======== Source text ========

BIOSTATISTICS 140.688: STATISTICS FOR GENE EXPRESSION, Spring 2003
FINAL EXAM

The final exam is a take home data analysis project. The experiment to be analyzed consists of 197 lung cancer-related samples, each hybridized to one array. Data are from  Bhattacharjee et al 2001

Samples are from one of four known classes. The goals are to construct and evaluate a classification algorithm to predict class based on the expression profiles. I have divided the samples into a training set of 131 arrays and a validation set of 66 arrays.  Data files are here:

     Bhattacharjee2001.dput

The file is an R dump and can be uploaded using dget. It contains expression matrices X.train and X.valid and phenotype vectors Y.train and Y.valid Expression matrices have one row per gene, one column per sample. Entries are expression measures. They are already normalized.  Phenotypes are vectors of length 131 and 66.

======== Information given ========

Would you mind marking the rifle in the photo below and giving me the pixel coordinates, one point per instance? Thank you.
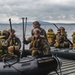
(11, 30)
(66, 37)
(24, 32)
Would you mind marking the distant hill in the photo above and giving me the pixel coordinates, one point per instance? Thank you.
(41, 22)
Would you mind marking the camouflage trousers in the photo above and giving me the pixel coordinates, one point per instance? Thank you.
(34, 52)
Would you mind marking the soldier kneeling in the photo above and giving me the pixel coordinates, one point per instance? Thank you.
(38, 44)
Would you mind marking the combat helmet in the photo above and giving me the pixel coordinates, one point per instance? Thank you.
(73, 33)
(62, 28)
(50, 30)
(36, 23)
(4, 32)
(36, 30)
(13, 31)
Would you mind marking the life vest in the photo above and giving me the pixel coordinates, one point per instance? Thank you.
(51, 36)
(36, 44)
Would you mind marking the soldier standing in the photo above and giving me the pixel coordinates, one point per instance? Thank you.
(36, 24)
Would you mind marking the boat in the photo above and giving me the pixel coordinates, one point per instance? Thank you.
(40, 65)
(66, 53)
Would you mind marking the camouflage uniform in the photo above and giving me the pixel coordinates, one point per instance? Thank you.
(3, 43)
(61, 39)
(13, 43)
(38, 46)
(73, 39)
(43, 32)
(51, 37)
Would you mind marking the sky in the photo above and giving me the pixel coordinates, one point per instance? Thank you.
(56, 11)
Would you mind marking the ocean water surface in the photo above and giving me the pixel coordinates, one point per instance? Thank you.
(19, 32)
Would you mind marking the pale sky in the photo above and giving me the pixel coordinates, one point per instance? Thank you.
(41, 10)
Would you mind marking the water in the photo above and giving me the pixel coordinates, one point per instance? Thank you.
(18, 28)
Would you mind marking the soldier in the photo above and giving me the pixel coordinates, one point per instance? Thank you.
(14, 43)
(38, 44)
(51, 37)
(3, 43)
(61, 41)
(36, 24)
(73, 39)
(63, 32)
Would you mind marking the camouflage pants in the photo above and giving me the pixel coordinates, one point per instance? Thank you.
(36, 52)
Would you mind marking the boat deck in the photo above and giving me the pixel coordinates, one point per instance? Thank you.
(68, 67)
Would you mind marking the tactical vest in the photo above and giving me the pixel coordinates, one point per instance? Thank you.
(36, 44)
(50, 36)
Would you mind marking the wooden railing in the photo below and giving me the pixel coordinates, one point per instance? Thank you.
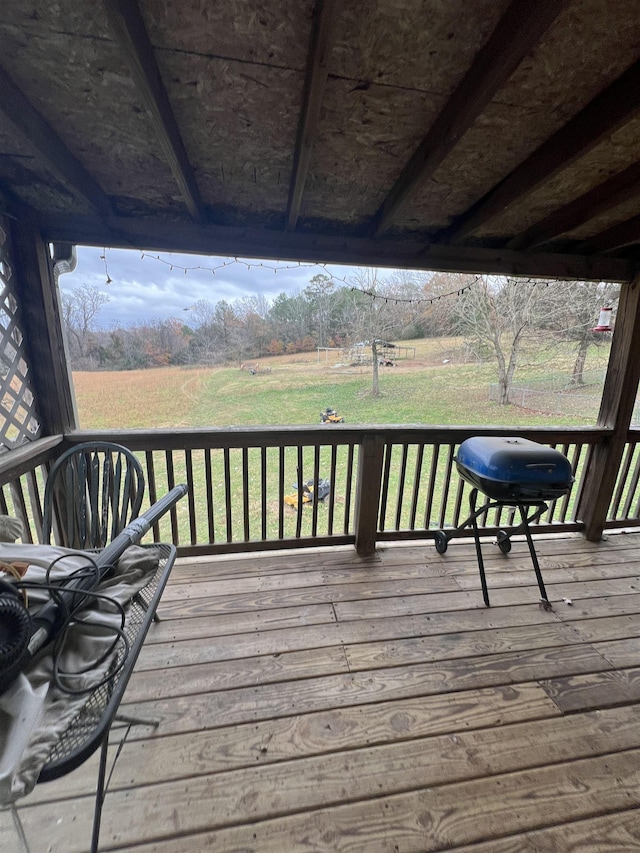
(246, 485)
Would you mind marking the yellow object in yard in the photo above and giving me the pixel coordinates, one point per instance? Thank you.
(324, 488)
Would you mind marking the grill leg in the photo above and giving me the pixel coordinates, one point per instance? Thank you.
(476, 535)
(532, 550)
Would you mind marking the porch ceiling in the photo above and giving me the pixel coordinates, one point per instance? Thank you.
(437, 134)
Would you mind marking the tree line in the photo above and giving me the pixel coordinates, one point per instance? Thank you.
(500, 319)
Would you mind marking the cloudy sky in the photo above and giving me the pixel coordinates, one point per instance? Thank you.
(143, 288)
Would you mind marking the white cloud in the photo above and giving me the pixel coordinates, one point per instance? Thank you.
(144, 288)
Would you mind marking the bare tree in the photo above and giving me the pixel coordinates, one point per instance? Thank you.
(497, 317)
(377, 316)
(80, 310)
(575, 309)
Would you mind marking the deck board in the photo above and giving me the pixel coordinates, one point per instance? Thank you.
(319, 702)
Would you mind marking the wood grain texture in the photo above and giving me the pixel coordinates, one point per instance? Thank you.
(417, 720)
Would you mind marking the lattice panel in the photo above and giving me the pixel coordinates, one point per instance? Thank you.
(19, 421)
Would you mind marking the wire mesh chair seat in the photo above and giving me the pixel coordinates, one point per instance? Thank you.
(91, 493)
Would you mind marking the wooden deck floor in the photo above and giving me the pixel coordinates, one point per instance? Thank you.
(318, 702)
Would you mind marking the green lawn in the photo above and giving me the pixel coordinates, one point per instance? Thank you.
(437, 387)
(295, 389)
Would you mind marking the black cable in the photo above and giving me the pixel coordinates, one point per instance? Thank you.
(59, 593)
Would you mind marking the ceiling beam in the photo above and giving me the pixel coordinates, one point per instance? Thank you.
(264, 243)
(519, 29)
(600, 199)
(612, 108)
(314, 85)
(57, 158)
(623, 234)
(133, 39)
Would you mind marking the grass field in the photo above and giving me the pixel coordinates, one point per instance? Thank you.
(438, 386)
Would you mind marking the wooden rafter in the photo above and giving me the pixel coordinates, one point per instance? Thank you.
(17, 108)
(273, 245)
(605, 196)
(623, 234)
(131, 33)
(612, 108)
(521, 26)
(314, 84)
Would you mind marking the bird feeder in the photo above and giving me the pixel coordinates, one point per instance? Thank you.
(604, 321)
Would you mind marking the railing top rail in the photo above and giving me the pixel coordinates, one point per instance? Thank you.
(28, 456)
(334, 434)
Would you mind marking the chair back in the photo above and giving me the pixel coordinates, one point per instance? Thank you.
(92, 492)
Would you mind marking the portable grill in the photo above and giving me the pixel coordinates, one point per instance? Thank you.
(514, 472)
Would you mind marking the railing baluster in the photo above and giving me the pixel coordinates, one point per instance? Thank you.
(281, 493)
(332, 489)
(633, 485)
(417, 474)
(433, 471)
(316, 481)
(623, 473)
(171, 481)
(402, 476)
(445, 488)
(263, 491)
(300, 481)
(188, 459)
(227, 493)
(580, 483)
(388, 451)
(245, 493)
(458, 503)
(348, 489)
(152, 495)
(575, 461)
(208, 476)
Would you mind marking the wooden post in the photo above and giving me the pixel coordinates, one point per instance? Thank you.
(44, 339)
(370, 458)
(616, 410)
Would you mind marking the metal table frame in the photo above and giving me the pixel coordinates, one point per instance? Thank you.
(90, 729)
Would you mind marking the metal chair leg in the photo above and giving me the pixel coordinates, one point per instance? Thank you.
(100, 793)
(476, 535)
(532, 551)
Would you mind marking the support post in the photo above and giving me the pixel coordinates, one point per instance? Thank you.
(370, 459)
(44, 339)
(616, 410)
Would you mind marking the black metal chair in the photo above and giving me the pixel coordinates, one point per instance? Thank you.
(92, 492)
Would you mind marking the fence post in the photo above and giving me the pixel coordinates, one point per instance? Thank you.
(616, 409)
(370, 459)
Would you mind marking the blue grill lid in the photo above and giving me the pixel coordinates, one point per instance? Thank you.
(512, 459)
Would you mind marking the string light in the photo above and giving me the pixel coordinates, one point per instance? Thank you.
(253, 264)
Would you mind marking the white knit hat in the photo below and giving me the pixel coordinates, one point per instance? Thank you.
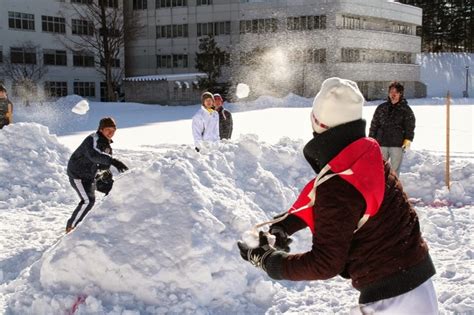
(339, 101)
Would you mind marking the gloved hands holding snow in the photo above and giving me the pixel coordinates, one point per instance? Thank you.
(406, 144)
(282, 241)
(257, 256)
(120, 166)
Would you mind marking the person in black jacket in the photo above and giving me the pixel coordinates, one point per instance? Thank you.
(393, 126)
(94, 154)
(225, 118)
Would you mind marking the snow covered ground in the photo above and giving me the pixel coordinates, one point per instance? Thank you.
(163, 241)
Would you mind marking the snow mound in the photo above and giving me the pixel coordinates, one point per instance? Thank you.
(164, 240)
(34, 162)
(423, 177)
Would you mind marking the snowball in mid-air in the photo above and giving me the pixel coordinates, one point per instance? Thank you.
(242, 90)
(81, 107)
(250, 238)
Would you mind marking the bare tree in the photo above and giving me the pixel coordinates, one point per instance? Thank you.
(100, 28)
(25, 68)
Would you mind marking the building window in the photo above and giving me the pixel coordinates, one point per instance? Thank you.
(53, 24)
(171, 3)
(213, 28)
(180, 61)
(82, 27)
(111, 32)
(351, 22)
(163, 61)
(21, 21)
(172, 31)
(115, 63)
(83, 60)
(350, 55)
(22, 88)
(306, 23)
(252, 57)
(85, 89)
(259, 26)
(23, 55)
(172, 61)
(402, 29)
(55, 88)
(140, 4)
(316, 56)
(219, 60)
(109, 3)
(55, 57)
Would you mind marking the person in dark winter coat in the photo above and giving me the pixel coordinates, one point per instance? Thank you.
(6, 108)
(393, 126)
(225, 118)
(363, 226)
(94, 154)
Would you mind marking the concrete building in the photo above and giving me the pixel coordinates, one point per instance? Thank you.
(37, 35)
(281, 46)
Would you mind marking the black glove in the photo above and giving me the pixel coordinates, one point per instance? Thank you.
(282, 241)
(119, 165)
(257, 256)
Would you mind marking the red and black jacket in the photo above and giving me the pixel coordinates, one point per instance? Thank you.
(369, 234)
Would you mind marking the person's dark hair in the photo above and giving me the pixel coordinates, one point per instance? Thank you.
(397, 85)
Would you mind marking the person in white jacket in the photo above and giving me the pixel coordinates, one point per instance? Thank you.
(205, 122)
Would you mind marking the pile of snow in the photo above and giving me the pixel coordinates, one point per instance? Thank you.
(423, 177)
(164, 240)
(34, 162)
(58, 116)
(35, 195)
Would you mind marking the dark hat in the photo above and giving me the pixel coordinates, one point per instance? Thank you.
(398, 86)
(206, 95)
(107, 122)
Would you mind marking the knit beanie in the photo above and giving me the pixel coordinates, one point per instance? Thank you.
(107, 122)
(218, 96)
(338, 101)
(205, 96)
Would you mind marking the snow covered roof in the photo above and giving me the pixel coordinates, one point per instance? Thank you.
(168, 77)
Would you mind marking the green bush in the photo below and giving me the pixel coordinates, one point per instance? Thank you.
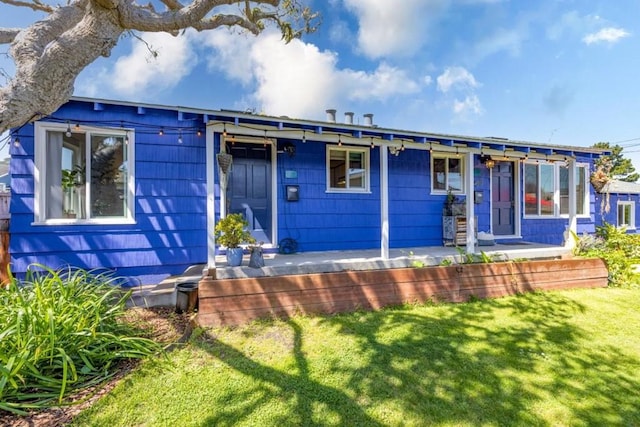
(619, 250)
(61, 331)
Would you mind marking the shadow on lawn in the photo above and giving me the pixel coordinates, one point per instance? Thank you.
(445, 366)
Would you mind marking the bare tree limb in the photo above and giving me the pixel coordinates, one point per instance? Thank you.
(50, 53)
(8, 35)
(36, 6)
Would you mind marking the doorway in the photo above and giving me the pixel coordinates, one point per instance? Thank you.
(503, 199)
(250, 188)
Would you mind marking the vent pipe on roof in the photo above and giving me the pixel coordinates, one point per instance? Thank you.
(331, 115)
(348, 118)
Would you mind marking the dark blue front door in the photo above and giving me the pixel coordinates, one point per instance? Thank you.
(502, 199)
(250, 187)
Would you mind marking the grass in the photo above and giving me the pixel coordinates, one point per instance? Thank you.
(60, 333)
(566, 358)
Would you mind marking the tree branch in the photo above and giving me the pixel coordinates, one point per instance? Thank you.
(8, 35)
(193, 15)
(36, 5)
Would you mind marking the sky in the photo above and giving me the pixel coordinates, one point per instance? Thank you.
(549, 71)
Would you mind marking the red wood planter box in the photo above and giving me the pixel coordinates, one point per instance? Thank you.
(236, 301)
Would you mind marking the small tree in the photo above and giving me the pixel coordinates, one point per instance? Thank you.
(616, 165)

========

Directions>
1. From the exam description, list the names of all R objects that the data file contains.
2. Pick up the gene expression exam description after its last sentence and continue it.
The items are separate material and not part of the exam description.

Answers>
1. X.train, X.valid, Y.train, Y.valid

2.
You can use any approach you like and any software you like. Many of the packages under  "data mining" in this List  have classification tools.

Please develop your classifier in the training samples, and report to me how you developed you classifier, and how the classifier performs on the validation set. You can present more than one classifier (although one is enough).  The only rule is this: Please do not use the validation sample to train the classifier, and do not go back and retrain the classifier if it does poorly in the validation sample. I will not grade you on how well you do on the validation sample.

The deadline for the final is friday May 23th by 11:30pm. Please email your project.